Start of LISTED ENTRIES

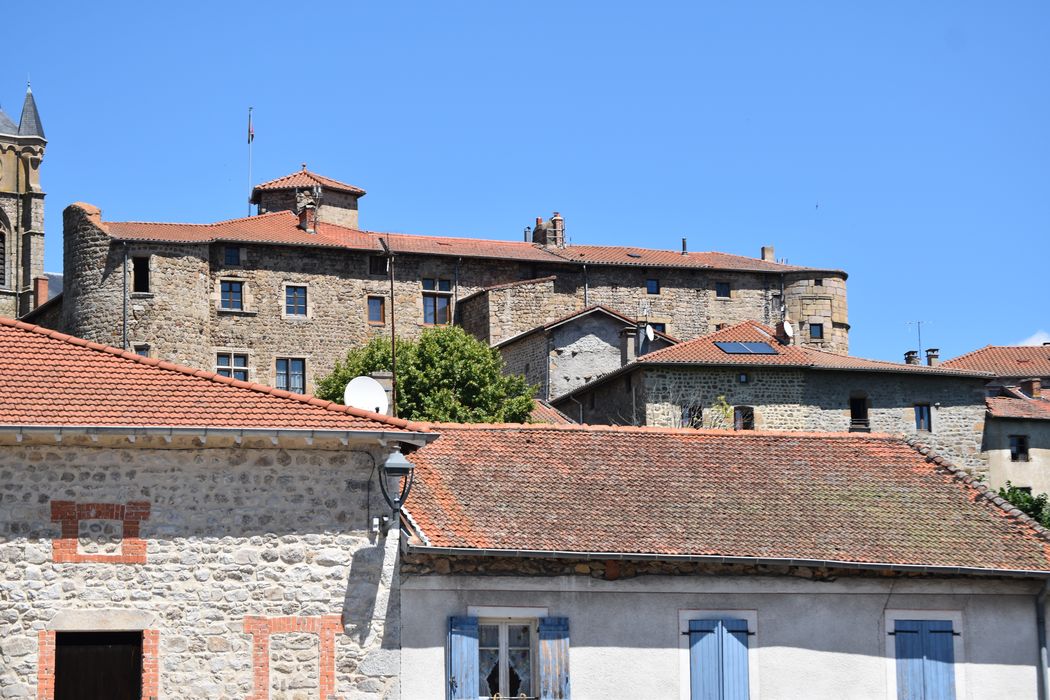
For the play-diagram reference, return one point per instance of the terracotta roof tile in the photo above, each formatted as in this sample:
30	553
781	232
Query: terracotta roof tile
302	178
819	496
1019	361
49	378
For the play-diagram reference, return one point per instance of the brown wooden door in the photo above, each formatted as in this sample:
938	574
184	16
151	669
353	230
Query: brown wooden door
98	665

End of LISTED ENTRIES

- PROBLEM REQUIREMENTS -
With all pictures omitted, repeat every record above word for word.

- RESPONSE AREA -
For the play-diagram reference, return one point per instance of the terracotta roof tile in the photo above, each formatted as in this sample:
30	553
781	232
Query: terracotta roof tile
302	178
819	496
1019	361
49	378
For the play-diagram reference, return one point per instance of the brown wooden door in the photo above, each formatted as in this sample:
938	574
184	16
151	669
353	230
Query: brown wooden door
98	665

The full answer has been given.